Work required: The lines to extract begin at the one containing "Tag the frost-covered" and run to the end of the listing; set them down exactly and alone.
———
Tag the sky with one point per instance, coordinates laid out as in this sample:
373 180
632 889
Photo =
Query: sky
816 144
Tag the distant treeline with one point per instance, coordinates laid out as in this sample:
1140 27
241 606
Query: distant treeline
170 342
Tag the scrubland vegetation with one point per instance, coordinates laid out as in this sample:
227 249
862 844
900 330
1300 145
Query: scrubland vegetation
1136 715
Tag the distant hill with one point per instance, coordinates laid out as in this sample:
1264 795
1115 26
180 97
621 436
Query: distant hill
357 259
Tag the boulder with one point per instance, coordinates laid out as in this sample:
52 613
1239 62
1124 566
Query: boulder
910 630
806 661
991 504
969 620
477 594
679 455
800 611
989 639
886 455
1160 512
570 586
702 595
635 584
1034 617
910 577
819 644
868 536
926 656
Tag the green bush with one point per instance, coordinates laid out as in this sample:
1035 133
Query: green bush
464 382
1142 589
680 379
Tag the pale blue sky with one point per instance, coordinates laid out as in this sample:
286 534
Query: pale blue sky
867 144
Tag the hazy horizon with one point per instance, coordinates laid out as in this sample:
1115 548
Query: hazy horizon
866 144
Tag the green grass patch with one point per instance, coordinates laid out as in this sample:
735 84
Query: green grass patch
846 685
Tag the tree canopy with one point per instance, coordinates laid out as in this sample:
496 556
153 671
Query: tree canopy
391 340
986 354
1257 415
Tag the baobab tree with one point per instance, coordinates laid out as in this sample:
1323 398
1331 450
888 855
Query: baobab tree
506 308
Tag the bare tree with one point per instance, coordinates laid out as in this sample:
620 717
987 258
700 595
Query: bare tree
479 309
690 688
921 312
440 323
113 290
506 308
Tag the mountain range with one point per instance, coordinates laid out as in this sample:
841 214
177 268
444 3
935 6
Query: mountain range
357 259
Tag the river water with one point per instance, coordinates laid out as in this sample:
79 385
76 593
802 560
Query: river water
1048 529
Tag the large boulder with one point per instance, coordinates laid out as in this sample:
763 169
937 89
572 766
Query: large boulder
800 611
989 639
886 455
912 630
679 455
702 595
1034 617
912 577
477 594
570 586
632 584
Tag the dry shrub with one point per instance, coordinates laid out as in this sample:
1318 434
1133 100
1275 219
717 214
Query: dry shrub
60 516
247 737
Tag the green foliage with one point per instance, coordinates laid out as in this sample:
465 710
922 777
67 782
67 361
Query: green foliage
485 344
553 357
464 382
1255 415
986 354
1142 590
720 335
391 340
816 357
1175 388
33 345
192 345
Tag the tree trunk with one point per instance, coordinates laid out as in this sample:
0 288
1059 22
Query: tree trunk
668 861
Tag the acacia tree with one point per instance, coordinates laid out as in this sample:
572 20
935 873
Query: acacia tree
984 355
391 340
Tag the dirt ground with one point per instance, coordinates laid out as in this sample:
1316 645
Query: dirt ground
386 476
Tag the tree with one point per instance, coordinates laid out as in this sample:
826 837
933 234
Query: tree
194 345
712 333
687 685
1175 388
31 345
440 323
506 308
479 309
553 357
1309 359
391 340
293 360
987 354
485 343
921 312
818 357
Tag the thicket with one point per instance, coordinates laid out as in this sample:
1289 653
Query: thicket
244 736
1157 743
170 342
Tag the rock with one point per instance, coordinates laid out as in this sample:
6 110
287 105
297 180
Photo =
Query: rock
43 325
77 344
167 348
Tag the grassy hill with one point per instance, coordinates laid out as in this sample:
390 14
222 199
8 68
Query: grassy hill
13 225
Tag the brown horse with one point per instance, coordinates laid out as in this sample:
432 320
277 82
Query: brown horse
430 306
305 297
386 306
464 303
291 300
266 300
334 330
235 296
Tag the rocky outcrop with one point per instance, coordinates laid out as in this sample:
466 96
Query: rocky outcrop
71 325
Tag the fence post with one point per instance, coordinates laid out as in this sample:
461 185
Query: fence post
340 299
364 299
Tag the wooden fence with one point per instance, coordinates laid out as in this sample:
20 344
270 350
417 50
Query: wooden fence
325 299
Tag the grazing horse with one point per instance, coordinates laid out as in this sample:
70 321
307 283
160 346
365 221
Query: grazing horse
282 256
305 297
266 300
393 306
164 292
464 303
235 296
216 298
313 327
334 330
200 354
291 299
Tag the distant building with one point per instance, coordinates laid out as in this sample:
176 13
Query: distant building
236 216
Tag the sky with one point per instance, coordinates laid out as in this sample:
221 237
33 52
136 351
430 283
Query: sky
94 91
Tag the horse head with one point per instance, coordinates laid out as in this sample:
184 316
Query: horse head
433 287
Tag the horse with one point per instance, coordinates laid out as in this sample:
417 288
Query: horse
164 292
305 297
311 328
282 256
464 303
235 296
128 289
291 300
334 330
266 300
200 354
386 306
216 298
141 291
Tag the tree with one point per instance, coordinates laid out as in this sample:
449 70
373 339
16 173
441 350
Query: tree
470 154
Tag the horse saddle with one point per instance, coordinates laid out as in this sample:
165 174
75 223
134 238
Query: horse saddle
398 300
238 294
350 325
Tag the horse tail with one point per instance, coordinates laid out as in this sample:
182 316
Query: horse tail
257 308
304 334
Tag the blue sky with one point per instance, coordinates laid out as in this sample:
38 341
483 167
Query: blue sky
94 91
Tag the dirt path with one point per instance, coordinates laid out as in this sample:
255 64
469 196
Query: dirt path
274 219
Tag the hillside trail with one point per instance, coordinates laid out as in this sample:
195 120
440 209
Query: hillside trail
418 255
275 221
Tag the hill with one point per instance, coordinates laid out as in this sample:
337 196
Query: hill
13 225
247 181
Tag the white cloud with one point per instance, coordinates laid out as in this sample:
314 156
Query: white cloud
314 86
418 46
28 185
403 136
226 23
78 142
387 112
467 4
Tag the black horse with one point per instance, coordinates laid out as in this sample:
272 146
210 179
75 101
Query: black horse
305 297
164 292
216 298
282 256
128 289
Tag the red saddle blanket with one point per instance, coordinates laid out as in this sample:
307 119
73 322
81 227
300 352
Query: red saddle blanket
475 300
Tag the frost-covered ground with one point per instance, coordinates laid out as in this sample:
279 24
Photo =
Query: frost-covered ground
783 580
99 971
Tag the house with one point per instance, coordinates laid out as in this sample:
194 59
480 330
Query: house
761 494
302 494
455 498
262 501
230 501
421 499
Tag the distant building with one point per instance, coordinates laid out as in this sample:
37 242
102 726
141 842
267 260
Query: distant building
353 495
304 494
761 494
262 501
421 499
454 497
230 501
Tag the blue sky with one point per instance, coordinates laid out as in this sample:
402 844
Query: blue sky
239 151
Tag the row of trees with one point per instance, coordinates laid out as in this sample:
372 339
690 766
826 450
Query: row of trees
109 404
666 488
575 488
———
The completed task:
Tag the frost-covered ground with one point per instance, coordinates laid out as in this sample:
279 24
Photo =
Query: frost-covered ground
783 580
99 971
Tag the house with one point per instance, coordinates laid out as in this sample:
194 59
480 330
Query: house
761 494
302 494
455 498
262 501
230 501
421 499
Tag the distant building with one point per instance, coordinates laid out as in this sample:
37 242
102 726
141 842
267 260
Query: distant building
353 495
304 494
761 494
262 501
421 499
454 497
230 501
Tag the blue sky with one point per instance, coordinates laid out as in this sample:
402 844
Query: blue sky
239 151
Tag the row of trees with one point per instance, coordinates laid out as in this sample:
372 339
690 766
826 450
Query: row of trees
109 404
666 488
575 488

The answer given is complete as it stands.